■ Document excerpt:
[BEGIN]
Saturday, October 30, 2010

Not Insane

Back in 1972, satirists the Firesign Theatre ran a presidential candidate named George Papoon whose slogan was "Not Insane." On Saturday satirists John Stewart and Steven Colbert filled the Mall in Washington with a rally to Restore Sanity. I'm not quite sure what that says about the march of American history, but Mary Elizabeth Williams at Salon had impressions of the day leading to some beautiful and hopeful words, some of which I will now steal:

"What this crazy, not entirely well-thought out, quasi-free-for-all was about, it turns out, was we, the people. The proud, generous, spirited, non-yelling and non-bullying real Americans who know that "If we amplify everything we hear nothing." Having 4Troops perform the national anthem and Tony Bennet belt out "America, the Beautiful" was not irony. Even Father Guido's rambling benediction that ended with a "Thank you, and we really mean it," was sincere. Because the ultimate metaphor for who we are, in the competent words of Stewart, is our nightmarishly daily, eminently Yankee commute. The NRA members and the Obama voters. The soccer moms and the immigrants. And somehow we all generally merge into one harmonious lane. It's true that as Stewart explained, "Sometimes the light at the end of the tunnel isn't the promised land. It's just New Jersey." But when we practice compassion and community, when we remember that the loudmouths are not a true picture of who we are, we can heal a nation, fly to the moon, and even get to work on time.

Was Saturday the beginning of a new dawn in the American character? Did it cure hysteria, paranoia and rampant jerkwaddery? Only time will tell, but don't hold your breath. .. But when Mavis Staples and the entire ensemble gathered for the finale to promise "I'll Take You There," it seemed, at least for a minute, something more. It was a message to the world that we are not the sum of our loudest, angriest parts. That most of our hearts, broken and aching and cynical and flawed though they often are, are in the right place. Oh, mercy. Mercy indeed. And though the rally may be over, the Peace Crazy Love Train is still at the station. The only question left is: Are you on board?"

Not that anybody noticed or cares but...
[END]
■ Direction: Quote the blog post about the sanity rally word for word, everything from "Was Saturday the" down to "or cares but...". Work from the blog post alone.

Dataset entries
[BEGIN]
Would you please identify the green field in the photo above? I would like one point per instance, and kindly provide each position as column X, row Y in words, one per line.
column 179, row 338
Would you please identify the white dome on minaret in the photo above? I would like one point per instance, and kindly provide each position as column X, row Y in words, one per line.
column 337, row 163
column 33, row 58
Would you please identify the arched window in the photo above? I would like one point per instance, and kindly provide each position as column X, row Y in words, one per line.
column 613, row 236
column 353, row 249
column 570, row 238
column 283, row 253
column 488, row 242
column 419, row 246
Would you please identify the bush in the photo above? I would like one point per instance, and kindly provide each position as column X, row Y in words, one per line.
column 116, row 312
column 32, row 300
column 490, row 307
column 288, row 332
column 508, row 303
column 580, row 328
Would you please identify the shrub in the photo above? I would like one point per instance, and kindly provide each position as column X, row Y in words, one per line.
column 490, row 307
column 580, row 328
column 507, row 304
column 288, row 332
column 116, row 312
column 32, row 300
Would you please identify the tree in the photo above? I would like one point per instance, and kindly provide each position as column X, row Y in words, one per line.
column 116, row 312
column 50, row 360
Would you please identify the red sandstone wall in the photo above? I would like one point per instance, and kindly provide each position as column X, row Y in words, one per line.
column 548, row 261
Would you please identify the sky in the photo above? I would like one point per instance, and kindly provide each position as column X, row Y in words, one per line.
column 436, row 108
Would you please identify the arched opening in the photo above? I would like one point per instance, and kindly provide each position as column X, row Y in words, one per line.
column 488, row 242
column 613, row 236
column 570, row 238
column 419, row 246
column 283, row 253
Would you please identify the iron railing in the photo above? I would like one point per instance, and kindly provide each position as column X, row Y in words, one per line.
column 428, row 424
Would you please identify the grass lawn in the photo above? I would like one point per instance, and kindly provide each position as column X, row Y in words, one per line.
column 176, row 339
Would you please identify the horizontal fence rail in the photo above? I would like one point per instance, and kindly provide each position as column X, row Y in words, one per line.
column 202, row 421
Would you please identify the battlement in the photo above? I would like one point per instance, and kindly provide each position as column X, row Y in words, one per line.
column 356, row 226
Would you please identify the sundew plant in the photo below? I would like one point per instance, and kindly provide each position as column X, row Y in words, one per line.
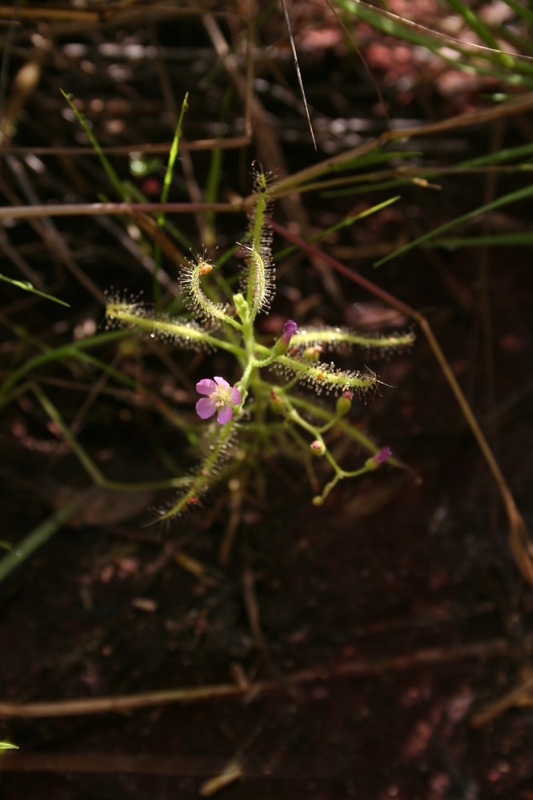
column 256, row 409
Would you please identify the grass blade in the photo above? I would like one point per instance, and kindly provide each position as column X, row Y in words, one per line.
column 512, row 197
column 29, row 287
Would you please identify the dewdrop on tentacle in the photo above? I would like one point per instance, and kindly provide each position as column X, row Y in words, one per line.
column 257, row 280
column 194, row 297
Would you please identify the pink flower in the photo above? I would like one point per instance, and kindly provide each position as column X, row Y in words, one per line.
column 221, row 397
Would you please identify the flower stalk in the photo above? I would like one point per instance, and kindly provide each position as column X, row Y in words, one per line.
column 241, row 421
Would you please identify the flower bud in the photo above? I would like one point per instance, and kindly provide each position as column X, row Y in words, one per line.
column 318, row 448
column 277, row 403
column 282, row 345
column 312, row 353
column 344, row 404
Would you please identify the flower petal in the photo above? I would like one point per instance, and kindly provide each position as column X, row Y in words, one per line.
column 206, row 386
column 234, row 395
column 205, row 407
column 224, row 414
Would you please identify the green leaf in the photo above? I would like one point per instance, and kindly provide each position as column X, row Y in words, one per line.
column 29, row 287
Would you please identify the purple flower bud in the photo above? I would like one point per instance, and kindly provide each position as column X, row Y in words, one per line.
column 282, row 345
column 291, row 328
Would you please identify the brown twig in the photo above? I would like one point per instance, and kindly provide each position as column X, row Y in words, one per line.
column 519, row 541
column 493, row 648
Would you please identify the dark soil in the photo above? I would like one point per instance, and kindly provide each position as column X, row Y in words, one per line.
column 401, row 588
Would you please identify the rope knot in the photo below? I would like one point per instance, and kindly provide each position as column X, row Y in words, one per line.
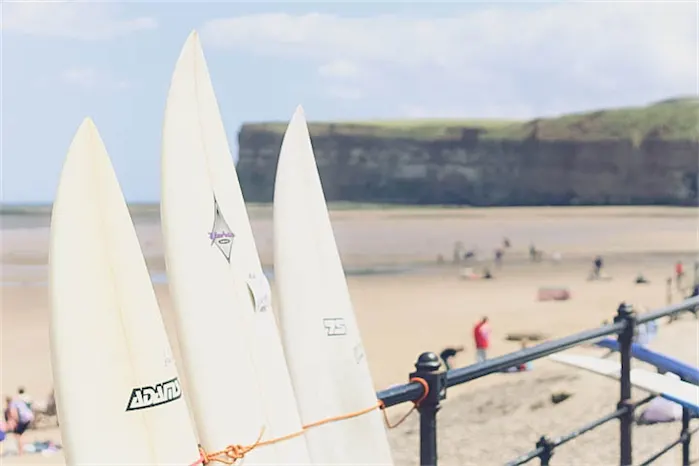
[END]
■ Answer to the problem:
Was Saturday the beginning of a new dawn in the American character? Did it cure hysteria, paranoia and rampant jerkwaddery? Only time will tell, but don't hold your breath. .. But when Mavis Staples and the entire ensemble gathered for the finale to promise "I'll Take You There," it seemed, at least for a minute, something more. It was a message to the world that we are not the sum of our loudest, angriest parts. That most of our hearts, broken and aching and cynical and flawed though they often are, are in the right place. Oh, mercy. Mercy indeed. And though the rally may be over, the Peace Crazy Love Train is still at the station. The only question left is: Are you on board?"

Not that anybody noticed or cares but...